→ EXTRACTED DATA
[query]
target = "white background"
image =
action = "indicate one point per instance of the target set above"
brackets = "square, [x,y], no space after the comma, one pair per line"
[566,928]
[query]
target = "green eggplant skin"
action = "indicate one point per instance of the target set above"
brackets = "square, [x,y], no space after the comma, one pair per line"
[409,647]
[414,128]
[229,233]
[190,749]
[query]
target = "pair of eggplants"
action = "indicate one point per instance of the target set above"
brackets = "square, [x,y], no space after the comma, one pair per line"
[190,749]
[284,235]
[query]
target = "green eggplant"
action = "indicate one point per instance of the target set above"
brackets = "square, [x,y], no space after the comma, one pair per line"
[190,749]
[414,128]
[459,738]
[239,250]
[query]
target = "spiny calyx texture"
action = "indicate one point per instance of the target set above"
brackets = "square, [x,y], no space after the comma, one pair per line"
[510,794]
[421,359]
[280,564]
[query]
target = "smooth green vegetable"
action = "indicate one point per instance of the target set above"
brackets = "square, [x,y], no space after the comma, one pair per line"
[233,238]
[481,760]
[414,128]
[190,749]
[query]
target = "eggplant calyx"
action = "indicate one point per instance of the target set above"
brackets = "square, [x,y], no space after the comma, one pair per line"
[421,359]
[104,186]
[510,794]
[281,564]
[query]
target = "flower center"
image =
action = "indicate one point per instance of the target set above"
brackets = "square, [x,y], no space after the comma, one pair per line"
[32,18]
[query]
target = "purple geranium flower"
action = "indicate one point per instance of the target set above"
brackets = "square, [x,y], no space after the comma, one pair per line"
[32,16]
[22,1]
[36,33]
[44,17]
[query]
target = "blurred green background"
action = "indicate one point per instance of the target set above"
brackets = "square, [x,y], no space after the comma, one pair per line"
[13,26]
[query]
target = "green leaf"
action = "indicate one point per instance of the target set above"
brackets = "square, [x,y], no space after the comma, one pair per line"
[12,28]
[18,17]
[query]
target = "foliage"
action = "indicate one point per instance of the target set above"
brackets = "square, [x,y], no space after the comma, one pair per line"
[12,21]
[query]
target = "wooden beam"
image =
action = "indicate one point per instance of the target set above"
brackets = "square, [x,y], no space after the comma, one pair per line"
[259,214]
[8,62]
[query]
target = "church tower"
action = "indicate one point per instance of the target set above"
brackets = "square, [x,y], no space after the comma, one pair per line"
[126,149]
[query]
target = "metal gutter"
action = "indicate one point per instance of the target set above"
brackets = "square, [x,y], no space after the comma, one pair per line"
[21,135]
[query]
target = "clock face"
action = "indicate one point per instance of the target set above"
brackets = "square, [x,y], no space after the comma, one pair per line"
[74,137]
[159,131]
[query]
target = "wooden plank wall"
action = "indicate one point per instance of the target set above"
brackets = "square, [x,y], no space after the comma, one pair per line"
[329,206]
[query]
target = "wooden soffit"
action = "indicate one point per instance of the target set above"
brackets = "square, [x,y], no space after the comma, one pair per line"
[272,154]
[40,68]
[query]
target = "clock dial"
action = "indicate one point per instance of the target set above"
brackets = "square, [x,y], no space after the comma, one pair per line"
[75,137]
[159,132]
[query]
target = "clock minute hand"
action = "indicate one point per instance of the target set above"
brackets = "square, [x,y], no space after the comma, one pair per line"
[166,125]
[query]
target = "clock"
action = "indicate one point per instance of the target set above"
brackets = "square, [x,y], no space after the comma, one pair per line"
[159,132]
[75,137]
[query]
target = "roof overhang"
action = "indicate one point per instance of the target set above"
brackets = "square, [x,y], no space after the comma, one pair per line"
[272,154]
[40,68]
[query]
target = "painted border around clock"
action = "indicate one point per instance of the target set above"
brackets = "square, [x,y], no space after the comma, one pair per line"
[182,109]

→ EXERCISE OBJECTIVE
Reproduce the material exactly, with every line intact.

→ WRITTEN ANSWER
[query]
target = "white background"
image =
action = "indicate one point per instance of the target set above"
brackets = "square, [x,y], no space after the comma, one pair per line"
[566,928]
[query]
target = "green eggplant skin"
action = "indicate one point per instance of the target set above"
brackets = "square, [x,y], no space after the comma, one pair per line"
[409,647]
[414,128]
[229,233]
[190,749]
[query]
target = "pair of eggplants"
action = "indicate one point per instance of the target set above"
brackets = "square, [x,y], no space after the comma, one pair per line"
[190,749]
[284,235]
[query]
target = "green eggplant"
action = "indicate one point per instance of the target set above"
brackets = "square, [x,y], no space after the comma, one pair per line"
[190,749]
[414,128]
[459,738]
[239,250]
[query]
target = "spiny calyx texture"
action = "indicate one point per instance of the target set above"
brackets = "square, [x,y], no space after the comma, one pair per line"
[510,794]
[421,359]
[280,564]
[query]
target = "smooth green vegetable"
action = "indicate one point per instance of the target set above"
brackets = "square, [x,y], no space after the comma, one pair per line"
[233,238]
[481,760]
[414,128]
[190,749]
[query]
target = "eggplant calyx"
action = "indicate one point per instance of the target set above"
brackets = "square, [x,y], no space after the comma, one pair per line"
[421,359]
[104,186]
[510,794]
[281,564]
[query]
target = "flower center"
image =
action = "indicate one point per instance of the target set above"
brackets = "square, [x,y], no space after the comma, one pair per line"
[32,18]
[query]
target = "purple geranium flower"
action = "indicate one point per instance of the target set above"
brackets = "square, [x,y], no space after the comma, one pair per line"
[32,16]
[22,1]
[36,33]
[44,17]
[query]
target = "blurred green background"
action = "indicate one point per instance of the target set above"
brackets = "square, [x,y], no space after the comma, one pair per line"
[13,26]
[query]
target = "green leaf"
action = "indicate one point per instance of the target set above"
brackets = "square, [x,y], no space after the comma, one pair per line"
[12,28]
[18,17]
[query]
target = "foliage"
action = "indicate one point per instance of the target set above"
brackets = "square, [x,y], no space after the comma, one pair per line"
[12,21]
[query]
target = "wooden beam"
image =
action = "indicate one point per instance of the target set above"
brackets = "square, [x,y], no space after the comma, one pair per line"
[259,214]
[8,62]
[query]
target = "church tower"
action = "indicate one point per instance of the target set above"
brackets = "square, [x,y], no space after the comma, one pair per line"
[126,149]
[query]
target = "metal gutter"
action = "indicate one point per instance of the target set above"
brackets = "square, [x,y], no space after the comma, one pair per line"
[21,135]
[query]
target = "clock face"
action = "indicate one point per instance of the target set above"
brackets = "square, [x,y], no space after the comma, one pair per line"
[74,137]
[159,131]
[query]
target = "wooden plank wall"
action = "indicate one point per instance of the target set above"
brackets = "square, [x,y], no space after the comma, one pair per line"
[329,206]
[query]
target = "wooden soffit"
action = "indicate one point per instance of the target set above"
brackets = "square, [x,y], no space after the comma, one pair per line"
[272,154]
[40,68]
[query]
target = "clock dial"
action = "indicate one point per instance of the target set above"
brackets = "square, [x,y], no space after the comma, one pair per line"
[75,137]
[159,132]
[query]
target = "clock minute hand"
action = "indicate one point per instance of the target set above"
brackets = "square, [x,y], no space after the comma, one pair per line"
[166,125]
[query]
target = "clock"
action = "indicate one point per instance of the target set above"
brackets = "square, [x,y], no space after the comma, one pair per line"
[159,132]
[75,137]
[query]
target = "roof overhang"
action = "indicate one point per instance of the target set above"
brackets = "square, [x,y], no space after the comma, one pair per line"
[272,154]
[40,68]
[query]
target = "painted border around clock"
action = "indicate one point per instance of the target set above"
brackets = "square, [x,y], no space after the comma, one pair per line"
[182,109]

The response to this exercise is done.